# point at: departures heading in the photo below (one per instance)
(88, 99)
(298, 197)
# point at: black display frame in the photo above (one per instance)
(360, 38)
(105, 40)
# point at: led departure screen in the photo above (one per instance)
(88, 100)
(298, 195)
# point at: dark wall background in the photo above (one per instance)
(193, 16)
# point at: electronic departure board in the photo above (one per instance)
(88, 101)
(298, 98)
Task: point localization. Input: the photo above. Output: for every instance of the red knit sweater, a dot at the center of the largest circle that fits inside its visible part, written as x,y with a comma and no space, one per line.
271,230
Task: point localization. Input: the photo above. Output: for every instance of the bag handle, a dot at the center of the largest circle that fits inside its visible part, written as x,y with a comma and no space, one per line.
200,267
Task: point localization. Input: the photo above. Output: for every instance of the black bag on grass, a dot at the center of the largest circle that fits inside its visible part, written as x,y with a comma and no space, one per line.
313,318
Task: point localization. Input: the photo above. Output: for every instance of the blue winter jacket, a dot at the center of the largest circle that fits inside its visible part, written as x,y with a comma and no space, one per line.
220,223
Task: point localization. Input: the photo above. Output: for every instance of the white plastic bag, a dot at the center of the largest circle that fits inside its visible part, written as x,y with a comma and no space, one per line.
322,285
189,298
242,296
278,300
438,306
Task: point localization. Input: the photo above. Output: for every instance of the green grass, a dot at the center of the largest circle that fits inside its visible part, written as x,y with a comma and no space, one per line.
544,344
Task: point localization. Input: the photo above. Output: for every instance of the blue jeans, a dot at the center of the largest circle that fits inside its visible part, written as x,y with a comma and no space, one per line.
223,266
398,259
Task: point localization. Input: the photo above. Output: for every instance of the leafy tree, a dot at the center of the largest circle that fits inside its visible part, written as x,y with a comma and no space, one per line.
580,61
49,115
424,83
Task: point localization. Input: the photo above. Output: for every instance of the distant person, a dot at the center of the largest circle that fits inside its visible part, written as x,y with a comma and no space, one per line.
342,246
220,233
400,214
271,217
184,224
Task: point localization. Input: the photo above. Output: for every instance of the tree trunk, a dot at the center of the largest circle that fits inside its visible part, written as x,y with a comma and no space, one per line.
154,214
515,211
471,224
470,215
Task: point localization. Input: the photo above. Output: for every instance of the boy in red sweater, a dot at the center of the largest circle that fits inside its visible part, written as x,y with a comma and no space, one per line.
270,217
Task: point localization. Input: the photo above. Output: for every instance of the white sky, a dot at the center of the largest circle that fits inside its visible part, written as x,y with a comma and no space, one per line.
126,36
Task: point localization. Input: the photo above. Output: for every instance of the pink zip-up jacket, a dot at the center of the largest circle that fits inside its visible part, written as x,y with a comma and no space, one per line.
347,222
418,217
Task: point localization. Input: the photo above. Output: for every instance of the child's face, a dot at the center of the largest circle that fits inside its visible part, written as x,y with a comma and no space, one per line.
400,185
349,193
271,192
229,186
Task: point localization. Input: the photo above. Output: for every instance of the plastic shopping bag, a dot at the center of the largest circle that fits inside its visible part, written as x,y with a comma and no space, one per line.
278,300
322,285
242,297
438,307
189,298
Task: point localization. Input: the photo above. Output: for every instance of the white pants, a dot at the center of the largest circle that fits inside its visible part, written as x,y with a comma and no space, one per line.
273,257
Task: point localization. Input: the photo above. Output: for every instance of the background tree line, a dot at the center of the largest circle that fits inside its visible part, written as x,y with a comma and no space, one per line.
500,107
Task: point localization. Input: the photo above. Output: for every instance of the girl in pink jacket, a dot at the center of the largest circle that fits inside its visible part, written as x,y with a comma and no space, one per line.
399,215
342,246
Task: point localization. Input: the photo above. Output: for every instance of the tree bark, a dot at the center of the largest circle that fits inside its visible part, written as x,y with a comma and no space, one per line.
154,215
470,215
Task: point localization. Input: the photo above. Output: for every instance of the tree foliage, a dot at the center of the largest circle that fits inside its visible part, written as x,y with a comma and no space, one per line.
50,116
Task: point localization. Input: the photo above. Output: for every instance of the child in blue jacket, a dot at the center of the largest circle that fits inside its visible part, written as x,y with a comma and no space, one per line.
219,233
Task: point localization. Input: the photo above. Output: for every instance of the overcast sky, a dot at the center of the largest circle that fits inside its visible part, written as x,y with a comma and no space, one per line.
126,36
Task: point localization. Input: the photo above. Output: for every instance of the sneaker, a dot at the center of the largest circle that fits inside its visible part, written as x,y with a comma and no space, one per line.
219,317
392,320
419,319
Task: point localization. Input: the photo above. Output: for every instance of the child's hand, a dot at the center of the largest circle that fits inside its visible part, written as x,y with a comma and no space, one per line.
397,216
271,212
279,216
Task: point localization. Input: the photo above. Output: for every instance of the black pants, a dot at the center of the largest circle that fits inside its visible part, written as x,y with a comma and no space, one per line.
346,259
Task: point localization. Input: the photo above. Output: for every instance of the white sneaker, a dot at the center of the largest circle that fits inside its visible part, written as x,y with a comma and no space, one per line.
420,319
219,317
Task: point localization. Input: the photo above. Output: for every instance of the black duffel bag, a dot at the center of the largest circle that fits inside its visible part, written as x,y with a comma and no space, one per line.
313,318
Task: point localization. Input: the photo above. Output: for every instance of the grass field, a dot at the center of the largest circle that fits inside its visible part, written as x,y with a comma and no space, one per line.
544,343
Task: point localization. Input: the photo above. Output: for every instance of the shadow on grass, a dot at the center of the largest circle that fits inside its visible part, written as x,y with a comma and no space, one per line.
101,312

================================

Copy the records word for word, beginning at the line that contains "of the shadow" and continuing through the last line of the records.

Task: point localization. Input: the photo above. Output: for every instance of the shadow on grass, a dot at the center of the largest circle that fits inside its visible part, written as x,y with a comma and no space, one per line.
101,312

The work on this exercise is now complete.